[Görev Talimatı] Uyku öncesi sohbetleri anlatan metinde "Bu aralar bana" ifadesinden "Bunu biliyor musun?" ifadesine kadar uzanan bölümü hiç değiştirmeden yinele.

[Verilen Metin]
Bana sarılıp “Hemen uyuyayım ki; çabuk sabah olsun, seninle beraber dondurma yiyelim!” diyor... Benimle birlikte olmanın ve dondurma yemenin heyecanı onun uykuya çabuk teslim olmasını sağlıyor...

Bu aralar bana olan aşkı yine dorukta... “Seni çok seviyorum!” demek, bana sarılmak için bin türlü bahane üretiyor. Akşamları bensiz uyumak istemediği için ananesinde bile kalmıyor...

Benden mutlusu yok!

Aradan zaman geçmiş... Yine uyku öncesi sohbetteyiz.
Öpüşüp, koklaşmalar arasında ertesi gün yine dondurma yemek istediğinden bahsediyor ama hafta içi ve ben çalışıyorum. Dondurmayı ananesiyle alması gerekecek... Üzgün ama dondurmanın onu heyecanlandırmaması mümkün değil. “Eğer hemen uyursan, sabah çabuk olur ve sen de ananenle gidip dondurma alırsın.” diyorum... Dönüp yüzüme bakıyor ve hüzünlü bir gülümseyiş yerleşiyor suratına: “Sana bunu öğretmemeliydim anne!”....

Şaşkınlıkla yüzüne bakıyorum, sonra beraber kahkahalarla gülmeye başlıyoruz... ve birbirimize sıkı sıkı sarılıp, beraber uykuya dalıyoruz...


Senin kahkalarınla benim kalp çarpıntım doğru orantılı...
Bunu biliyor musun?

29 Nisan 2013 Pazartesi

Facebook notları

Gecikme

Her sabah Tibet'i okula arkadaşıyla birlikte bırakıyoruz. Sabahları benim işe yetişmem gerektiği için Tibet alıştıktığından beri onlarla birlikte öğretmenini bekliyor, ben işe gidiyorum.

Bir sabah Gülay'ın işi olduğu için benim bırakmam gerekti doğal olarak. Kapıda beklerken ben;

- İnşallah öğretmenin gecikmez oğlum. O gecikirse ben de işime gecikirim.

[Sağlanan Materyal]
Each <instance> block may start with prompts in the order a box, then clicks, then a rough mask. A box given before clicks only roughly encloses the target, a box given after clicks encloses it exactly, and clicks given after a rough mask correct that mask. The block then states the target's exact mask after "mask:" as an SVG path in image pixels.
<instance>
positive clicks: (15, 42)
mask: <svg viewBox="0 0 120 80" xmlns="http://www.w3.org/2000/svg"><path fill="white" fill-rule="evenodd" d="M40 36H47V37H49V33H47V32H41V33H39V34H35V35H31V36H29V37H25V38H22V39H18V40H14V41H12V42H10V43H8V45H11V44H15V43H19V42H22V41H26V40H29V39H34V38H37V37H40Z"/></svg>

[Problem Çözümü]
Bu aralar bana olan aşkı yine dorukta... “Seni çok seviyorum!” demek, bana sarılmak için bin türlü bahane üretiyor. Akşamları bensiz uyumak istemediği için ananesinde bile kalmıyor...

Benden mutlusu yok!

Aradan zaman geçmiş... Yine uyku öncesi sohbetteyiz.
Öpüşüp, koklaşmalar arasında ertesi gün yine dondurma yemek istediğinden bahsediyor ama hafta içi ve ben çalışıyorum. Dondurmayı ananesiyle alması gerekecek... Üzgün ama dondurmanın onu heyecanlandırmaması mümkün değil. “Eğer hemen uyursan, sabah çabuk olur ve sen de ananenle gidip dondurma alırsın.” diyorum... Dönüp yüzüme bakıyor ve hüzünlü bir gülümseyiş yerleşiyor suratına: “Sana bunu öğretmemeliydim anne!”....

Şaşkınlıkla yüzüne bakıyorum, sonra beraber kahkahalarla gülmeye başlıyoruz... ve birbirimize sıkı sıkı sarılıp, beraber uykuya dalıyoruz...


Senin kahkalarınla benim kalp çarpıntım doğru orantılı...
Bunu biliyor musun?